Material for this exercise:
**********

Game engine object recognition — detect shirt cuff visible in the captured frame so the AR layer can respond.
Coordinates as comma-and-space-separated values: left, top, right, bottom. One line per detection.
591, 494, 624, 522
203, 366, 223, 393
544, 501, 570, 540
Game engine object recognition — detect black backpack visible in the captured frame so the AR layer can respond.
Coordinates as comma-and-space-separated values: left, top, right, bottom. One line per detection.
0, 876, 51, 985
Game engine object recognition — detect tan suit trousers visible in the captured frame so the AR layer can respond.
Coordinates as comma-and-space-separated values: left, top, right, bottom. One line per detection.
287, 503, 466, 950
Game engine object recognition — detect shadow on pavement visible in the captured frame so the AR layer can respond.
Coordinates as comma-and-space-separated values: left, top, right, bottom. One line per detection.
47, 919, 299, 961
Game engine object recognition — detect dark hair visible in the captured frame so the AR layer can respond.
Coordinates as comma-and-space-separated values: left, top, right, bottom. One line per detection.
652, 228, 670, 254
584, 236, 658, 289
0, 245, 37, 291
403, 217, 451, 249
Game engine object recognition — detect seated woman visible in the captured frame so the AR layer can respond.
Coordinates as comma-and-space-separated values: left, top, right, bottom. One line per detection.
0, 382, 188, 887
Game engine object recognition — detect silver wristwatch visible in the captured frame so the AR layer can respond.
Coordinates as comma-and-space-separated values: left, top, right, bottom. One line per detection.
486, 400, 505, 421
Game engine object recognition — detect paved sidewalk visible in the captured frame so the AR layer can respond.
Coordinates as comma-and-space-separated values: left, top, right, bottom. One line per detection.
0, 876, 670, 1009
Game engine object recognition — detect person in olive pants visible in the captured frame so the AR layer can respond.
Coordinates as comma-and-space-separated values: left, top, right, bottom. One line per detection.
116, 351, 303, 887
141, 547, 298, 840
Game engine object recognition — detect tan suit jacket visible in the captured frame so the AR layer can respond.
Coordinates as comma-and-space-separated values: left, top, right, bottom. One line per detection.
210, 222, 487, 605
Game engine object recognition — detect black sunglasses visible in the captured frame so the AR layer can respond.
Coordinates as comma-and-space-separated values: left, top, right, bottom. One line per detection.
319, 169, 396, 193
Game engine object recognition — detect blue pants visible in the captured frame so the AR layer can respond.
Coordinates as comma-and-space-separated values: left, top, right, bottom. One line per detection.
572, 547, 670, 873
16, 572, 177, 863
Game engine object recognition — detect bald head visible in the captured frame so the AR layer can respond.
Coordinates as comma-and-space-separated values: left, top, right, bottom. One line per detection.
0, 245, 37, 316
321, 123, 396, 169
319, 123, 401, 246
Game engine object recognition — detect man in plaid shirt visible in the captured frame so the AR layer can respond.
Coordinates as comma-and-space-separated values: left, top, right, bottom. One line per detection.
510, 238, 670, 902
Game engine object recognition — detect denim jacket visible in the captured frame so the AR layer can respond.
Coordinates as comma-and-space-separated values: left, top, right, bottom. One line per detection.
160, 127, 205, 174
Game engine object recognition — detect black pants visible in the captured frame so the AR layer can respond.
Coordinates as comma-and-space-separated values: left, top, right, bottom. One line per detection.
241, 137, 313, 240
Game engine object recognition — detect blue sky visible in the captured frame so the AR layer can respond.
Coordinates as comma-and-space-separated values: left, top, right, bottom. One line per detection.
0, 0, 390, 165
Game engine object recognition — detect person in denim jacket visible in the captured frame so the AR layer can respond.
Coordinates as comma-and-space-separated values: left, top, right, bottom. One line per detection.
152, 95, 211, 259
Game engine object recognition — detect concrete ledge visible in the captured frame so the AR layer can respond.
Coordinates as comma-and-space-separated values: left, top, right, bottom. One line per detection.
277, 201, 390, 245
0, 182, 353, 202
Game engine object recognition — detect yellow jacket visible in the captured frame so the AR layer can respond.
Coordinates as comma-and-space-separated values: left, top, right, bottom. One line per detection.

**********

Written problem:
Print all of the items above again, word for word and in the same order.

Final answer:
Game engine object recognition — detect shirt cuff visible in the captured frame so the AR layer can respond.
Coordinates as comma-and-space-separated values: left, top, right, bottom. One line per detection.
591, 494, 624, 522
203, 366, 223, 393
544, 501, 570, 540
Game engine object recognition — detect black backpack visible in the captured frame so the AR layer can respond.
Coordinates as comma-and-space-separated values: left, top, right, bottom. One line per detection.
0, 876, 51, 985
Game engine object recognition — detect tan suit trousers visible in the captured frame so the AR layer can respond.
Coordinates as comma-and-space-separated values: left, top, right, bottom. One line per detection.
287, 503, 466, 950
Game engine object recognition — detect shadow on pavement visible in the captured frame so the AR layer can respond.
Coordinates as comma-and-space-separated values: left, top, right, bottom. One line per detection.
47, 919, 299, 961
Game engine object recognition — detect dark hair visible in the captured frame so the AR layer can respond.
Coordinates as comma-and-space-separated values: left, top, right, bottom. One line per detection.
652, 228, 670, 254
584, 236, 658, 289
0, 245, 37, 291
403, 217, 451, 249
Game engine object recognition — detect seated woman visible in the captured frame so the AR layer can respond.
Coordinates as comma-and-space-separated values: left, top, right, bottom. One line per detection.
0, 382, 188, 887
Game engine object recognition — detect silver wristwatch visible in the captured frame so the AR layer can respond.
Coordinates as comma-and-space-separated values: left, top, right, bottom. One line per detection.
486, 400, 505, 421
Game engine object recognition — detect paved sidewalk visible in the captured frame so the AR layer can respond.
Coordinates as comma-and-space-separated values: left, top, right, bottom. One line per detection.
0, 876, 670, 1009
Game engine object recognition — detect person in olive pants visible in the captured frame so the AR layer can respond.
Coordinates as comma-and-space-separated values: left, top, right, bottom. One line per detection.
116, 351, 303, 887
141, 547, 298, 840
Game engine object recognition — detect tan suit jacket visible in the captured frame so the AR layer can respond.
Coordinates as comma-and-space-separated values: left, top, right, bottom. One line per detection.
210, 222, 487, 605
Game engine object recognition — detect black sunglasses visible in the captured frame so the AR layer can respond.
Coordinates as comma-and-space-separated values: left, top, right, bottom. One line per detection.
319, 169, 396, 193
Game engine object recognition — detect blue pants visible in the captured frame so the AR layer can respond.
Coordinates as comma-and-space-separated values: left, top, right, bottom. One line per detection.
572, 547, 670, 873
16, 572, 177, 863
Game engine object recognition — detect bald head visible in the captured frame so the AR layer can respond.
Coordinates as comma-and-space-separated values: left, top, right, bottom. One line per detection.
0, 245, 37, 316
321, 123, 396, 169
319, 123, 401, 246
Game engine object recognition — detect man in plaid shirt visible in the captured frame so the AR layer can respond.
Coordinates as comma-and-space-separated values: left, top, right, bottom. One line per detection.
510, 238, 670, 902
Game engine object recognition — detect denim jacket visible in the captured frame so the AR layer can respond.
Coordinates as comma-and-space-separated values: left, top, right, bottom. One line per detection.
160, 127, 205, 174
Game engine object recognition — detect black pants visible in the captured frame so the AR layer can respond.
Coordinates as comma-and-space-separated values: left, top, right, bottom. One line per detection.
241, 137, 313, 240
Game engine object recognition — detect blue sky visible in the captured frame so the AR layer can respond.
Coordinates as comma-and-space-separated values: left, top, right, bottom. One line per detection.
0, 0, 390, 165
Game engine object recognition — detect person in denim jacket visible in the captured frame so the AR layer can respond.
Coordinates as comma-and-space-separated values: left, top, right, bottom. One line per detection.
152, 95, 211, 259
Game engine object recognition — detect concrete ledge visible in the captured frame so the AR layer can respond.
Coordinates as comma-and-space-separated values: left, top, right, bottom. One line per detection.
277, 201, 390, 245
0, 182, 353, 202
Game engine object recognition — detect yellow jacket visible in the captured frame so the AR layer can respond.
Coordinates as comma-and-space-separated values: left, top, right, bottom. One line per detection.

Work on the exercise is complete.